Exercise 1
Retype the part of the exhibition text between "Nina Beier’s sculpture Trauerspiel was" and "Dickens’ David Copperfield.", inclusive.

Page text
Curated by Brooke Babington and Liang Luscombe

3 May -
31 May 2014

200 Gertrude Street

200 Gertrude Street, Fitzroy

To those who turned their feet around so that their tracks would confuse their pursuers: why not walk backward? - Seth Price

Why not walk backward? considered the implications of reiteration. To repeat, when contemporary time threatens to subsume our sense of history and narrative, is to propose a different type of relationship to time. The group of five Australian and international artists in Why not walk backward?, Fiona Abicare, Nina Beier, Tania Bruguera, Catherine or Kate and Marvin Gaye Chetwynd, retraced old steps – their own and others – using appropriation to deal with the ghosts of the past in new and imaginative ways.

Each of these artists utilised performance or strategies associated with performance to appropriate existing, historically significant works of art through homage, reinterpretation or re-enactment. Working at the intersection of performance and appropriation they addressed issues of temporality and historiography.

This use of appropriation was taken up by Melbourne artist Fiona Abicare in an evolving installation and performance work. Artist Actor, Artist Auteur reworked and combined costumes worn by female artists depicted in film as the material basis to ground an elaborate network of personal recollections, associations and schematic representations.

Nina Beier’s sculpture Trauerspiel was recreated by an actor employed to perform the creative act on the artist’s behalf, armed only with verbal descriptions of the original work. This was the third iteration of Beier’s Trauerspiel: the work dictated that the exhibition copy be destroyed at the close of each exhibition to be remade again by another collaborator at a later date.

Alongside these works was a video by 2012 Turner Prize nominee and performance artist Marvin Gaye Chetwynd (formerly Spartacus Chetwynd) whose ad-hoc, amateur performances throw together references from art history and popular culture. For Why not walk backward? Chetwynd presented The Walk to Dover, a film photomontage that documents a journey taken by her and a group of friends from London to Dover following in the footsteps of Charles Dickens’ David Copperfield.

[Point labeling dataset excerpts]
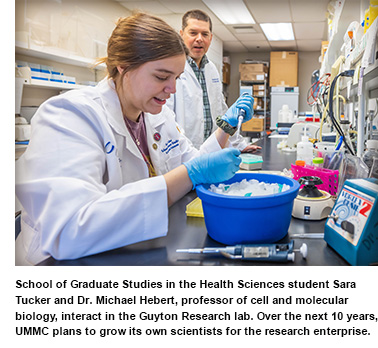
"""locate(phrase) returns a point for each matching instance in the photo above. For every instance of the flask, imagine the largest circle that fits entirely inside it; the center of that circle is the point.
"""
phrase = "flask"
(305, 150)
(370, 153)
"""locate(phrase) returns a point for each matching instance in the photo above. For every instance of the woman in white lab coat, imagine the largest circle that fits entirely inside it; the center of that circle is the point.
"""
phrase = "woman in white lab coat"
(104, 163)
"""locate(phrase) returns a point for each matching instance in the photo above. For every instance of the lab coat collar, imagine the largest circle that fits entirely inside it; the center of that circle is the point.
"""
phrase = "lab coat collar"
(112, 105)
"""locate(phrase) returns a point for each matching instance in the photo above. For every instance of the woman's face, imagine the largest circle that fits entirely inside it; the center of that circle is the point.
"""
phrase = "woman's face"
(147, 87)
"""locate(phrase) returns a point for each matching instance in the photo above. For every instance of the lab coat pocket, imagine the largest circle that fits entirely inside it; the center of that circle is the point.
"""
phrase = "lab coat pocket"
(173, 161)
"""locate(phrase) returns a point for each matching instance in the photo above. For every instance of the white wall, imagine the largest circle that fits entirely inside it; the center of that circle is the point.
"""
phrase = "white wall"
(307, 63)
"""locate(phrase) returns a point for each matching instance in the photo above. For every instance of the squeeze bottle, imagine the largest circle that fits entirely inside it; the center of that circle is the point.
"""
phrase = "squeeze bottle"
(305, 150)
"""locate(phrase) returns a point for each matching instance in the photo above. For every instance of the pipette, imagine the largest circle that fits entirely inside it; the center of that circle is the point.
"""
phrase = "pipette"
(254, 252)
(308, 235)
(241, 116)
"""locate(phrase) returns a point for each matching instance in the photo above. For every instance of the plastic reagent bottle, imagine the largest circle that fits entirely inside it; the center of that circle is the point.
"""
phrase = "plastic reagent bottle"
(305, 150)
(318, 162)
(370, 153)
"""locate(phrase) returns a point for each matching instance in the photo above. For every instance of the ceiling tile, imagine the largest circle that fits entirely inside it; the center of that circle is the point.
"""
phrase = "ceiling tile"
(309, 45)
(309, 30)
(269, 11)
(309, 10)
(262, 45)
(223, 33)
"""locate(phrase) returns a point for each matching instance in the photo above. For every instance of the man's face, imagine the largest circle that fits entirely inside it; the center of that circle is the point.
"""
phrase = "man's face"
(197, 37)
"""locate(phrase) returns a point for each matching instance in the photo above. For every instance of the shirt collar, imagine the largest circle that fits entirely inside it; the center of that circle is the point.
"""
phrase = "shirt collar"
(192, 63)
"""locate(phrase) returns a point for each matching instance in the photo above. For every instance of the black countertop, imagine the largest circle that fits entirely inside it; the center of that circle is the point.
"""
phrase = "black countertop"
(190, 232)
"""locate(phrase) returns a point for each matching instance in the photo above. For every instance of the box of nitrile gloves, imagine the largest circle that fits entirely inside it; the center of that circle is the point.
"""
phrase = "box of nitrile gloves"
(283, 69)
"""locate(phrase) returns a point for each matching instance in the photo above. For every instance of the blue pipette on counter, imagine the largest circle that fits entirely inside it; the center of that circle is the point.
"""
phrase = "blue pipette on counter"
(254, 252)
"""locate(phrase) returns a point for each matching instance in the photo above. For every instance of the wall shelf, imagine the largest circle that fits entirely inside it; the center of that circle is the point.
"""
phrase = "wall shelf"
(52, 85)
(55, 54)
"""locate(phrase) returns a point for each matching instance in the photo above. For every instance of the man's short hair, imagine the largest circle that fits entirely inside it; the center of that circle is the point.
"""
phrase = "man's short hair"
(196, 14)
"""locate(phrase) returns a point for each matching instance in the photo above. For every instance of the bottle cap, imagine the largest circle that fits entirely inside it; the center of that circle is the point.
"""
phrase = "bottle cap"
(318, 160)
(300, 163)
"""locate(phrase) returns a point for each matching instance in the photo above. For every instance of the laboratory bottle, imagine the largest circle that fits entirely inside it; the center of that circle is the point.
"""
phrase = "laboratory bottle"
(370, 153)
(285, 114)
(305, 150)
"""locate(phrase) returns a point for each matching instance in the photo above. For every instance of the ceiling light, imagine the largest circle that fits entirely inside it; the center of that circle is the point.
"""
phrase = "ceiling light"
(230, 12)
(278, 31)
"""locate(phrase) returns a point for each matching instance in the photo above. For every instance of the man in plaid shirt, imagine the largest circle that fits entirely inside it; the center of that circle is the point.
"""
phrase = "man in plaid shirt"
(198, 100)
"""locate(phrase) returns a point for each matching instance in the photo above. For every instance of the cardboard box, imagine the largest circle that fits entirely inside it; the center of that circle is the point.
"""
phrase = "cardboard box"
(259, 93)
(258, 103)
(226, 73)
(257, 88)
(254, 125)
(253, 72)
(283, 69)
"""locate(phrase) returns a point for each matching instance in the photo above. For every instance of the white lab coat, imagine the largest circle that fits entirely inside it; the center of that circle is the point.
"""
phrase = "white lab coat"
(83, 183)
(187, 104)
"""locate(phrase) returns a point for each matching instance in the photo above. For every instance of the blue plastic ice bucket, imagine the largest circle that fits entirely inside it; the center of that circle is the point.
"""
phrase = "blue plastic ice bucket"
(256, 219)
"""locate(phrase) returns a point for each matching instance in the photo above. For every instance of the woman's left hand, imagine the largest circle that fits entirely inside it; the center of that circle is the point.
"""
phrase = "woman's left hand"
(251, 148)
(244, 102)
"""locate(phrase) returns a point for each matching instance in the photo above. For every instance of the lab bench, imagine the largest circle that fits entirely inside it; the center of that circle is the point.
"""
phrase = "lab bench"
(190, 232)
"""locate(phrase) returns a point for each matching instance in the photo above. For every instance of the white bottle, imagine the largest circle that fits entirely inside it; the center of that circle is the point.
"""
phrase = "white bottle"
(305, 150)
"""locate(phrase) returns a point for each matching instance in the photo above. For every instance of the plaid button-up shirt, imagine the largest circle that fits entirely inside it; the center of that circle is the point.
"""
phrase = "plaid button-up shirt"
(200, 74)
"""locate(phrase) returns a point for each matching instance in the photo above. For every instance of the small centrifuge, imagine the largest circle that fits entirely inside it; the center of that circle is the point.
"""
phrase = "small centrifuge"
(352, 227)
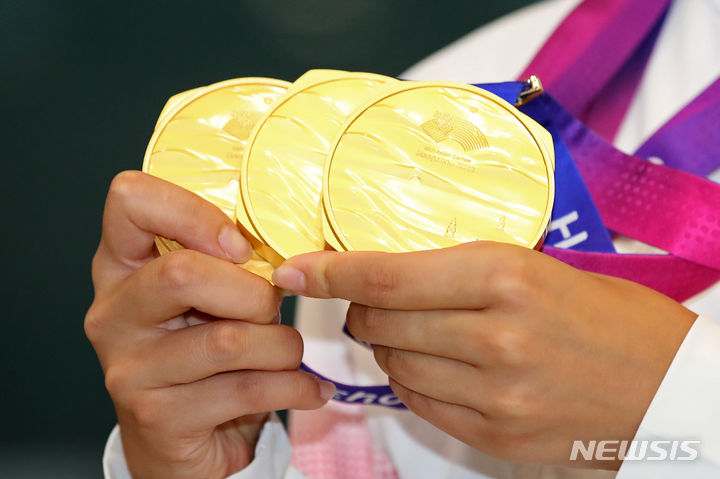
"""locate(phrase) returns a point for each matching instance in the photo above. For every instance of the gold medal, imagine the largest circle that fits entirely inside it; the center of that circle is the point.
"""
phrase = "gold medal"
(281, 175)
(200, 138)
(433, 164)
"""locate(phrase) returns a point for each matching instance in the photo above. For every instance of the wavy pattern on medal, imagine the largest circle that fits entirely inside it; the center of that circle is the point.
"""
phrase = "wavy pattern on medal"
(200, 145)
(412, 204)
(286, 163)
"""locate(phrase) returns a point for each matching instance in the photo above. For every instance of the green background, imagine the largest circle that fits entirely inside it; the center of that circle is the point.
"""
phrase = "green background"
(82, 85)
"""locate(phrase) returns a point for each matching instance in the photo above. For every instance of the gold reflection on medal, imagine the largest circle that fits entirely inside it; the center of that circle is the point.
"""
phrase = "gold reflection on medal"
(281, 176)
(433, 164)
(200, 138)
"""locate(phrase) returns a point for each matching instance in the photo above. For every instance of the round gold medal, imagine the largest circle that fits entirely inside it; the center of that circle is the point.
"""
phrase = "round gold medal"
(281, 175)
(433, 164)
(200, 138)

==

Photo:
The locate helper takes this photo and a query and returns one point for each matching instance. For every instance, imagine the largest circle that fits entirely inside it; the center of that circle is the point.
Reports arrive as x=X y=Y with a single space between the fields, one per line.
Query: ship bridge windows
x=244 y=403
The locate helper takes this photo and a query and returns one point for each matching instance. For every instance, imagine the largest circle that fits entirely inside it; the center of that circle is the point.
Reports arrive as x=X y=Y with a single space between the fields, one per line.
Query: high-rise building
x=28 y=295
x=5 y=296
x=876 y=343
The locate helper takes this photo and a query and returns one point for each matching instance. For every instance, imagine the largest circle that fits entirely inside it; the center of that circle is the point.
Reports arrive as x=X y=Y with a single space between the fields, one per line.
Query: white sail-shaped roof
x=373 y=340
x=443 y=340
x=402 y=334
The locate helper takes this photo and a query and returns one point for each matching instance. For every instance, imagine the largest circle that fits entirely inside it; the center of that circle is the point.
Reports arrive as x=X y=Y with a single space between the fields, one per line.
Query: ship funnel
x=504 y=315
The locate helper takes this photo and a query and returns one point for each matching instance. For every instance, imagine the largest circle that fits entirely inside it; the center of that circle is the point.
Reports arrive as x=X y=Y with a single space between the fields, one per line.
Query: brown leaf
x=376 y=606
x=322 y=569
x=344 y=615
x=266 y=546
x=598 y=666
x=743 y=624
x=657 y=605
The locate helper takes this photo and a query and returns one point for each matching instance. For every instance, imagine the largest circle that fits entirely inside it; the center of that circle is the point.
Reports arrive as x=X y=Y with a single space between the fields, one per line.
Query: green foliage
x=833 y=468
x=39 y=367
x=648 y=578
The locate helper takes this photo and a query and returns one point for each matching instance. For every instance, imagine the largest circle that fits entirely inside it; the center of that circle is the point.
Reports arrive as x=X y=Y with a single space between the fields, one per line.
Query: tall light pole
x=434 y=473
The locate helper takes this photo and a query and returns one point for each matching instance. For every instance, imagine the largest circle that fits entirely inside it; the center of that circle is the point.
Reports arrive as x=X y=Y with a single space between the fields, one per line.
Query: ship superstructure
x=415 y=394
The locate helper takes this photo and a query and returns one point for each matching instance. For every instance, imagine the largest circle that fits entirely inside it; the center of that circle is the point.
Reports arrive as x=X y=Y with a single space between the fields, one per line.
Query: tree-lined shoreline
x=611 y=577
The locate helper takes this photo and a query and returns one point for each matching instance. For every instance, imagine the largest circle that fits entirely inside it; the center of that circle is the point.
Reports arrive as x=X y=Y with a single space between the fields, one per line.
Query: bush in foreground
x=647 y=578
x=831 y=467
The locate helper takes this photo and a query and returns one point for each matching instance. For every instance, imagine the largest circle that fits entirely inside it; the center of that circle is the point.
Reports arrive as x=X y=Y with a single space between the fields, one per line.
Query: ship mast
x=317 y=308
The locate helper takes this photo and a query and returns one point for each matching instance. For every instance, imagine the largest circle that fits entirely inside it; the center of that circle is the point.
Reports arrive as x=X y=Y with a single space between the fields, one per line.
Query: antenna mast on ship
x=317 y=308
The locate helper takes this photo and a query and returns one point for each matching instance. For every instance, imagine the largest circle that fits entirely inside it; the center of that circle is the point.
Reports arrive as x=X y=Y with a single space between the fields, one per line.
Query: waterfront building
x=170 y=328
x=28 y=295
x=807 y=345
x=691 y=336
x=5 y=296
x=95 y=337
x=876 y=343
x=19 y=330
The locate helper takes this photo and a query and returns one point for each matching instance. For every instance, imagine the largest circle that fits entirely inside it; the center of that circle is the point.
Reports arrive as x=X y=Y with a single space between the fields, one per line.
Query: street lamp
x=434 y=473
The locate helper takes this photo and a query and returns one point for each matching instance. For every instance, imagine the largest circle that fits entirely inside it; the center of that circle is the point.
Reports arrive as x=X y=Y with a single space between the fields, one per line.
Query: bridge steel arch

Exercise 2
Extract every line in the records that contains the word "pocket".

Exercise output 1
Nina Beier’s sculpture Trauerspiel was recreated by an actor employed to perform the creative act on the artist’s behalf, armed only with verbal descriptions of the original work. This was the third iteration of Beier’s Trauerspiel: the work dictated that the exhibition copy be destroyed at the close of each exhibition to be remade again by another collaborator at a later date.

Alongside these works was a video by 2012 Turner Prize nominee and performance artist Marvin Gaye Chetwynd (formerly Spartacus Chetwynd) whose ad-hoc, amateur performances throw together references from art history and popular culture. For Why not walk backward? Chetwynd presented The Walk to Dover, a film photomontage that documents a journey taken by her and a group of friends from London to Dover following in the footsteps of Charles Dickens’ David Copperfield.

Exercise output 2
"""locate(phrase) returns a point for each matching instance in the photo above. For every instance of the lab coat pocket, imagine the largest circle that fits entirely inside it; the center of that circle is the point.
phrase = "lab coat pocket"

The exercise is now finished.